ASSIGNED TASK> Among the records below, find each line bearing the word "this" and copy it.

━━━━━━━━

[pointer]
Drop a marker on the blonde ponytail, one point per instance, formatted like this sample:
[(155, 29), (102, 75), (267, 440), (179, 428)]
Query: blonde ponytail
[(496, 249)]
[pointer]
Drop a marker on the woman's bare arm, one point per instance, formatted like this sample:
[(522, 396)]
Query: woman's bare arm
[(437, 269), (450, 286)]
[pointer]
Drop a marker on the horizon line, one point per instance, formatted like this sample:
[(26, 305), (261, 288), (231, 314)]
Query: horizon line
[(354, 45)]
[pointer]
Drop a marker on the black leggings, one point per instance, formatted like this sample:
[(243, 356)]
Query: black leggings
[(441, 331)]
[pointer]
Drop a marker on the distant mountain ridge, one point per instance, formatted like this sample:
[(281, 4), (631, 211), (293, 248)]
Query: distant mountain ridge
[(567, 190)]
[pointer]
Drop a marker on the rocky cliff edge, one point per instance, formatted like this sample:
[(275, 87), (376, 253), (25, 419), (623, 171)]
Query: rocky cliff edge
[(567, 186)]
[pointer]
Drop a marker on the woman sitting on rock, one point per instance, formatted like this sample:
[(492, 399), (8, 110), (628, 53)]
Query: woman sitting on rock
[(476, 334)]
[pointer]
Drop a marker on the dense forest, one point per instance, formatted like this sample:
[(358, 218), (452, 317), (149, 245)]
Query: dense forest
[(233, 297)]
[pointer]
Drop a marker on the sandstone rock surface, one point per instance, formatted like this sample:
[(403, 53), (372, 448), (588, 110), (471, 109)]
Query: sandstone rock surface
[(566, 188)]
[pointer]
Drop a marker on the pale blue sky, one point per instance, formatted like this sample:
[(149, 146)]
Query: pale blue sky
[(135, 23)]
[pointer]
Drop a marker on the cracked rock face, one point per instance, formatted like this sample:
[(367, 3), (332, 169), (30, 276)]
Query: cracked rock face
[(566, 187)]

━━━━━━━━

EXPECTED OUTPUT>
Drop a marker on the blonde ponytail, one point per instance, formatted like this sample:
Drop a marker on the woman's bare arm, one point per instance, formatted like this sample:
Drop a marker on the horizon line, one point per instance, formatted like this sample:
Drop a marker on the black leggings, one point per instance, formatted like this sample:
Drop a marker on the distant mountain ridge, one point per instance, formatted like this sample:
Drop a marker on the rocky cliff edge, one point per instance, formatted like this sample:
Drop a marker on the woman sitting on rock, one point per instance, formatted like this sample:
Drop a marker on the dense forest, one point per instance, formatted like this sample:
Drop a marker on the sandstone rock surface, one point per instance, formatted like this sample:
Drop a marker on the pale blue sky, one point per instance, formatted like this sample:
Drop a marker on the cracked rock face, one point per instance, formatted like this sample:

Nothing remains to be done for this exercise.